When you write out the material, keep every line exactly as it is.

━━━━━ Given records

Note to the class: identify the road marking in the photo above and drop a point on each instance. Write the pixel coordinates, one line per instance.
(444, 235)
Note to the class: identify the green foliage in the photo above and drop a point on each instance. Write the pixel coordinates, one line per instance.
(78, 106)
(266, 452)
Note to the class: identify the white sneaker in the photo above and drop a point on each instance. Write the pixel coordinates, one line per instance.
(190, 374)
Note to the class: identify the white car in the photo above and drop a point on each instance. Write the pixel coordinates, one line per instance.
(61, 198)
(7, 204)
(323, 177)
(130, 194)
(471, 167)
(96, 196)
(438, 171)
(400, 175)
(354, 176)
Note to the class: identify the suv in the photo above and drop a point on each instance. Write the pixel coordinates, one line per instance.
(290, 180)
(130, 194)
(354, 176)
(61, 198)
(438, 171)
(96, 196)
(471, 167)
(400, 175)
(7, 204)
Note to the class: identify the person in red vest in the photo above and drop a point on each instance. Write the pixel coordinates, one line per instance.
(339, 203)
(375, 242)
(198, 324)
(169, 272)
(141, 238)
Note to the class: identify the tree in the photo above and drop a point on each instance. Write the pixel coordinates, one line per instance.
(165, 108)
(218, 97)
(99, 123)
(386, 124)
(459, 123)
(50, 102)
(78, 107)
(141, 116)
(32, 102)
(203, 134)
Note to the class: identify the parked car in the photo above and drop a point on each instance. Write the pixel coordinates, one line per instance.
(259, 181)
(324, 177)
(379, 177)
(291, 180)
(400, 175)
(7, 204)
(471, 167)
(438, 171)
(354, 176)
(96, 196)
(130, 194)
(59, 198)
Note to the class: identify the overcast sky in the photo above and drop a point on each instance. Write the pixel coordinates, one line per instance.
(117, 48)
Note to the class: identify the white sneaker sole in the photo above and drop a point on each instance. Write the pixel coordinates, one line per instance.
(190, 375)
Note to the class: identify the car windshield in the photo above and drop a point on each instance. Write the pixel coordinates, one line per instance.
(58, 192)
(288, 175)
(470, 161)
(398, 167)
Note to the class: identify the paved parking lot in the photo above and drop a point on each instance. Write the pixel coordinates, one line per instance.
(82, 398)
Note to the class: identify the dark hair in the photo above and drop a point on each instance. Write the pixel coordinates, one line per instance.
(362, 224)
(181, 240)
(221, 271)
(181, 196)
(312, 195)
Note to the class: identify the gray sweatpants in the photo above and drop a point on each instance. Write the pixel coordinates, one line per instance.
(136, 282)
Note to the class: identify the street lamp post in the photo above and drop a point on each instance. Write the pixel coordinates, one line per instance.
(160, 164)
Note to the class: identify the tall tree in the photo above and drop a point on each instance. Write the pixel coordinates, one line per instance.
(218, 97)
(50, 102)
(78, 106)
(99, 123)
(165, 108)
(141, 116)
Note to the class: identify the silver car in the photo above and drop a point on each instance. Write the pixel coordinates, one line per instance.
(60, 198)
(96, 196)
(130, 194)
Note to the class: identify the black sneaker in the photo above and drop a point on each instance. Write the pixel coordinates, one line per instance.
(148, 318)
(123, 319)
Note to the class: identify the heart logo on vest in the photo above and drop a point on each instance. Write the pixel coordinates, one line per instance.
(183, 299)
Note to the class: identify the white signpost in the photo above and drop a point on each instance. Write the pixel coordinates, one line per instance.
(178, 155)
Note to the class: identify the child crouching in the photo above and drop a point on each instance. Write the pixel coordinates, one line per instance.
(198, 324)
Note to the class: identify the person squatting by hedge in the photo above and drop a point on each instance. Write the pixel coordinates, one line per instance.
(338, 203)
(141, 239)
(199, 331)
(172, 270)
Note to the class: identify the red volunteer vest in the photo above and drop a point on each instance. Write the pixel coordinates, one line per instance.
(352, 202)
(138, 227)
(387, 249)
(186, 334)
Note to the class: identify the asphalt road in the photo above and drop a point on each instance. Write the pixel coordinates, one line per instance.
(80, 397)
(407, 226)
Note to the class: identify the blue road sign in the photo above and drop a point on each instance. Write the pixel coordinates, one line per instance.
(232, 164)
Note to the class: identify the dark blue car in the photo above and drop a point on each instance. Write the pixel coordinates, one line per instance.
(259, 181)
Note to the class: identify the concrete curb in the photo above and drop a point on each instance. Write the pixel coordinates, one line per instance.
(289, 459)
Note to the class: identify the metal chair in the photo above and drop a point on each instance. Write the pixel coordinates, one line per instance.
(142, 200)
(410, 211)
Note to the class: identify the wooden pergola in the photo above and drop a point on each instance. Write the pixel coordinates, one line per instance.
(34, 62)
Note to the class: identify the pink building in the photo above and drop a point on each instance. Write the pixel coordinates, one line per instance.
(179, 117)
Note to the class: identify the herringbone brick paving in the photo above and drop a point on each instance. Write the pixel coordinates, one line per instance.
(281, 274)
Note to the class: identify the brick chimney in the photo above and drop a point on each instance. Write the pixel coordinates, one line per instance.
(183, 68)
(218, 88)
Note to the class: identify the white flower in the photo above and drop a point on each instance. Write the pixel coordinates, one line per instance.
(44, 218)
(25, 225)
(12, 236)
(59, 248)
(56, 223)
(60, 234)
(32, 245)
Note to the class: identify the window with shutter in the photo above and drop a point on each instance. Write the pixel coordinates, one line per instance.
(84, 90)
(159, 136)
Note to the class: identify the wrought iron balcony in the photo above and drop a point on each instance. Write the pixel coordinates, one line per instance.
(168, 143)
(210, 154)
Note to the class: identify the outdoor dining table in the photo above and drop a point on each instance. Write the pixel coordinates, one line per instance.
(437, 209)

━━━━━━━━━━

Exercise solution.
Note to the class: identify the road marking in the photo above and drop a point on each instance. Write the pixel coordinates, one line per instance.
(444, 235)
Note to the class: identify the green foliage in the photo above and drop a point on each instance. Write the pixel coordinates, one line per instance.
(78, 106)
(266, 452)
Note to the class: identify the white sneaker in the photo above and drop a point on each instance. Write the pixel coordinates, one line per instance.
(190, 374)
Note to the class: identify the white car in the photo above and drop a point on each instance. Write the pixel coordinates, one line per instance.
(61, 198)
(7, 204)
(323, 177)
(130, 194)
(471, 167)
(96, 196)
(438, 171)
(400, 175)
(354, 176)
Note to the class: identify the suv in the photo above and drop a point on each instance. Write the pixel coordinates, one line per instance.
(290, 180)
(130, 194)
(354, 176)
(61, 198)
(438, 171)
(96, 196)
(471, 167)
(400, 175)
(7, 204)
Note to the class: identify the person in red vest in the photo above and drop a point on each instance. Write the pixel coordinates, one line per instance.
(339, 203)
(375, 242)
(198, 324)
(169, 272)
(141, 238)
Note to the class: identify the tree in the photo above and drop a point on each instance. Write the pixel coordinates, one line per instance.
(165, 108)
(218, 97)
(99, 123)
(386, 124)
(459, 123)
(50, 102)
(78, 107)
(141, 116)
(32, 102)
(203, 134)
Note to the class: identify the parked car in the photo above and drop a point on each instance. Write the pixel coordinates, one line per instance.
(259, 181)
(324, 177)
(379, 177)
(291, 180)
(400, 175)
(7, 204)
(471, 167)
(438, 171)
(354, 176)
(96, 196)
(130, 194)
(59, 198)
Note to the class: identify the overcast sky in the photo above and drop a point on each instance. Write the pixel coordinates, one line per instance.
(117, 48)
Note to the class: identify the white sneaker sole in the photo above and drop a point on each instance. Write the pixel coordinates, one line per instance.
(190, 375)
Note to the class: identify the car windshield in the photo above and drop a point on each instance. Write the pixel coordinates, one line per instance.
(58, 192)
(288, 175)
(470, 161)
(398, 167)
Note to the class: identify the paved parking lot in the photo above and drop a point on each instance. Write the pixel coordinates, one line per instance.
(82, 398)
Note to the class: identify the dark hair in the photo above and drop a point on each instance. Write the pixel coordinates, one line per instance.
(362, 224)
(181, 240)
(221, 271)
(181, 196)
(312, 195)
Note to the class: identify the gray sweatpants in the photo above and drop a point on each instance. Write the pixel coordinates, one line per instance.
(136, 282)
Note to the class: identify the street lamp post in the photo above and drop a point on each instance. Write the pixel coordinates, one line per instance.
(160, 164)
Note to the class: identify the tall tree in the photo above and drop a point on each instance. Write the pixel coordinates, one line per instance.
(218, 97)
(50, 102)
(78, 106)
(99, 123)
(165, 108)
(141, 116)
Note to the class: identify the silver car in the photo above and drop a point on each instance. Write the pixel coordinates, one line per instance.
(60, 198)
(96, 196)
(130, 194)
Note to the class: identify the black sneaker in the photo above and drop a point on each instance. Write the pixel coordinates, one line per instance.
(148, 318)
(123, 319)
Note to the class: identify the heart logo on vest in the photo above and drop a point on each instance. Write the pixel coordinates, one line per instance.
(183, 299)
Note to the class: identify the white signpost in the photo above and drop a point on each instance. Write the pixel coordinates, one line per instance.
(178, 155)
Note to the class: identify the child crouching in the photo above and drop a point on each instance. Write the pixel coordinates, one line per instance.
(198, 324)
Note to the class: identify the person squatting by hedge in the photo above and drop a point on each instance. Write the pixel coordinates, one line per instance.
(338, 203)
(141, 239)
(199, 331)
(172, 270)
Note to the class: identify the red volunteer vest in the photo above and drop a point on each instance. Write the pixel coordinates, one line per instance.
(352, 202)
(138, 227)
(387, 249)
(186, 334)
Note to the class: identify the asphalt road in the photo above and drop a point on each instance. Write the pixel coordinates, one line per instance.
(80, 397)
(407, 226)
Note to the class: identify the blue road sign in the photo above and drop a point on each instance. Write the pixel coordinates, one line per instance.
(232, 164)
Note to the class: identify the dark blue car in the photo above and drop a point on each instance. Write the pixel coordinates, one line per instance.
(259, 181)
Note to the class: identify the concrete curb in the photo above and drop a point on each instance. Write the pixel coordinates, one line per instance.
(289, 459)
Note to the class: identify the metal chair in the photo above and drop a point on each instance. Write the pixel coordinates, one line per instance.
(142, 200)
(410, 211)
Note to the class: identify the wooden pergola in the photo above and drop a point on each instance. Write the pixel coordinates, one line per instance.
(34, 62)
Note to the class: identify the pink building in the photo above and drop a point on each instance. Write the pixel coordinates, one line per instance.
(179, 117)
Note to the class: identify the herringbone brick paving in the photo above and drop a point on each instance. Write the pixel coordinates, one line per instance.
(281, 274)
Note to the class: identify the brick chimney in the photo above and drop a point on each instance. Write the pixel coordinates, one line per instance.
(183, 68)
(218, 88)
Note to the class: identify the white flower in the photo above and drop a point on each instance. Write the pixel coordinates, one line per instance.
(44, 218)
(25, 225)
(12, 236)
(59, 248)
(56, 223)
(60, 234)
(32, 245)
Note to the class: identify the window with shutter in the photo above and drop a point on each instance. Write the pixel coordinates, one line per instance.
(84, 90)
(159, 136)
Note to the class: identify the wrought iron balcony in the photo above and drop a point on each instance. Write the pixel coordinates, one line per instance.
(168, 143)
(210, 154)
Note to the class: identify the outdoor dining table in the photo above and drop a point on each instance. Write the pixel coordinates, one line per instance.
(437, 209)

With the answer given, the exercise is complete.